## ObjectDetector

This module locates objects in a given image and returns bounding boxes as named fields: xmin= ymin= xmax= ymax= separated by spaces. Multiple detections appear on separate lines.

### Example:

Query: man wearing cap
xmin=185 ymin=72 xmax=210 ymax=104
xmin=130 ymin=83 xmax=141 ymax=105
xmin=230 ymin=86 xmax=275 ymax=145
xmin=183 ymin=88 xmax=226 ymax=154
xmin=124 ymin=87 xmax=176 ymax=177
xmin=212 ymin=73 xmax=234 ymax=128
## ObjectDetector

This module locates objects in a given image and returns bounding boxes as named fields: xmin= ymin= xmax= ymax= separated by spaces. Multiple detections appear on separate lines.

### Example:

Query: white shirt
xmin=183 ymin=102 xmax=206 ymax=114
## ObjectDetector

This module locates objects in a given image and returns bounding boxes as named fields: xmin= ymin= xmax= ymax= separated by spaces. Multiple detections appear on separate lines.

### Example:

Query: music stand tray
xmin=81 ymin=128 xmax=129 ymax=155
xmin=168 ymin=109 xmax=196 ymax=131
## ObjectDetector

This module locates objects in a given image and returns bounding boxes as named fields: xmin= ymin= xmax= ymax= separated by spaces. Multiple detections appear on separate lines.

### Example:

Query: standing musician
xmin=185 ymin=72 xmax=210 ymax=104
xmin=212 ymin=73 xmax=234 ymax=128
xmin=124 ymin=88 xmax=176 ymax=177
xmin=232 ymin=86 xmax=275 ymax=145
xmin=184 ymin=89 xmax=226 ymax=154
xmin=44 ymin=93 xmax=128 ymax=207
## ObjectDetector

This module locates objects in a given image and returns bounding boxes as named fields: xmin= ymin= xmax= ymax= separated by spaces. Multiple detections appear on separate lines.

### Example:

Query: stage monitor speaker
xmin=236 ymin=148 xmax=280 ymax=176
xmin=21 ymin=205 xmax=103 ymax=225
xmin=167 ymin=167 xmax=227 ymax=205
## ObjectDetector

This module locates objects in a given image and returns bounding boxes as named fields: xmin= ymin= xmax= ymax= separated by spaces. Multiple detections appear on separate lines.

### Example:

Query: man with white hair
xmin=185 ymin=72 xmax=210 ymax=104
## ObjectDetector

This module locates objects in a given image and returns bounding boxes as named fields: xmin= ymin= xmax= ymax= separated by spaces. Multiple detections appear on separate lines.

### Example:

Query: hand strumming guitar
--------------------
▶ _SHORT EXERCISE_
Turn every line of the records above into a JSON list of strings, one string per line, leaving out the blank lines.

▶ _OUTPUT FOR THIS EXERCISE_
[
  "## ObjectDetector",
  "This module locates objects in a given image and returns bounding boxes as named fields: xmin= ymin= xmax= ymax= separated by spaces. Multiple detections appear on separate lines.",
  "### Example:",
  "Query: man wearing cap",
  "xmin=185 ymin=72 xmax=210 ymax=104",
  "xmin=130 ymin=83 xmax=141 ymax=105",
  "xmin=230 ymin=86 xmax=275 ymax=145",
  "xmin=183 ymin=88 xmax=226 ymax=154",
  "xmin=124 ymin=87 xmax=176 ymax=177",
  "xmin=212 ymin=73 xmax=234 ymax=128",
  "## ObjectDetector",
  "This module locates objects in a given image and returns bounding boxes as named fields: xmin= ymin= xmax= ymax= separated by spaces. Multiple detections appear on separate lines.",
  "### Example:",
  "Query: white shirt",
  "xmin=183 ymin=102 xmax=206 ymax=114",
  "## ObjectDetector",
  "This module locates objects in a given image and returns bounding boxes as named fields: xmin= ymin= xmax= ymax= separated by spaces. Multiple detections appear on separate lines.",
  "### Example:",
  "Query: music stand tray",
  "xmin=81 ymin=128 xmax=129 ymax=155",
  "xmin=168 ymin=109 xmax=196 ymax=131",
  "## ObjectDetector",
  "This module locates objects in a given image and returns bounding boxes as named fields: xmin= ymin= xmax= ymax= separated by spaces. Multiple detections appear on separate lines.",
  "### Example:",
  "Query: standing musician",
  "xmin=185 ymin=72 xmax=210 ymax=104",
  "xmin=212 ymin=73 xmax=234 ymax=128",
  "xmin=124 ymin=88 xmax=176 ymax=177",
  "xmin=232 ymin=86 xmax=275 ymax=145",
  "xmin=184 ymin=89 xmax=226 ymax=154",
  "xmin=44 ymin=93 xmax=128 ymax=207",
  "## ObjectDetector",
  "This module locates objects in a given image and returns bounding boxes as named fields: xmin= ymin= xmax= ymax= separated by spaces. Multiple detections appear on separate lines.",
  "### Example:",
  "Query: stage monitor speaker",
  "xmin=236 ymin=148 xmax=280 ymax=176",
  "xmin=21 ymin=205 xmax=103 ymax=225",
  "xmin=167 ymin=167 xmax=227 ymax=205",
  "## ObjectDetector",
  "This module locates objects in a given image and returns bounding boxes as named fields: xmin= ymin= xmax= ymax= separated by spaces. Multiple detections appear on separate lines.",
  "### Example:",
  "Query: man with white hair",
  "xmin=185 ymin=72 xmax=210 ymax=104",
  "## ObjectDetector",
  "This module locates objects in a given image and returns bounding boxes as named fields: xmin= ymin= xmax= ymax= separated by spaces. Multiple detections appear on separate lines.",
  "### Example:",
  "Query: hand strumming guitar"
]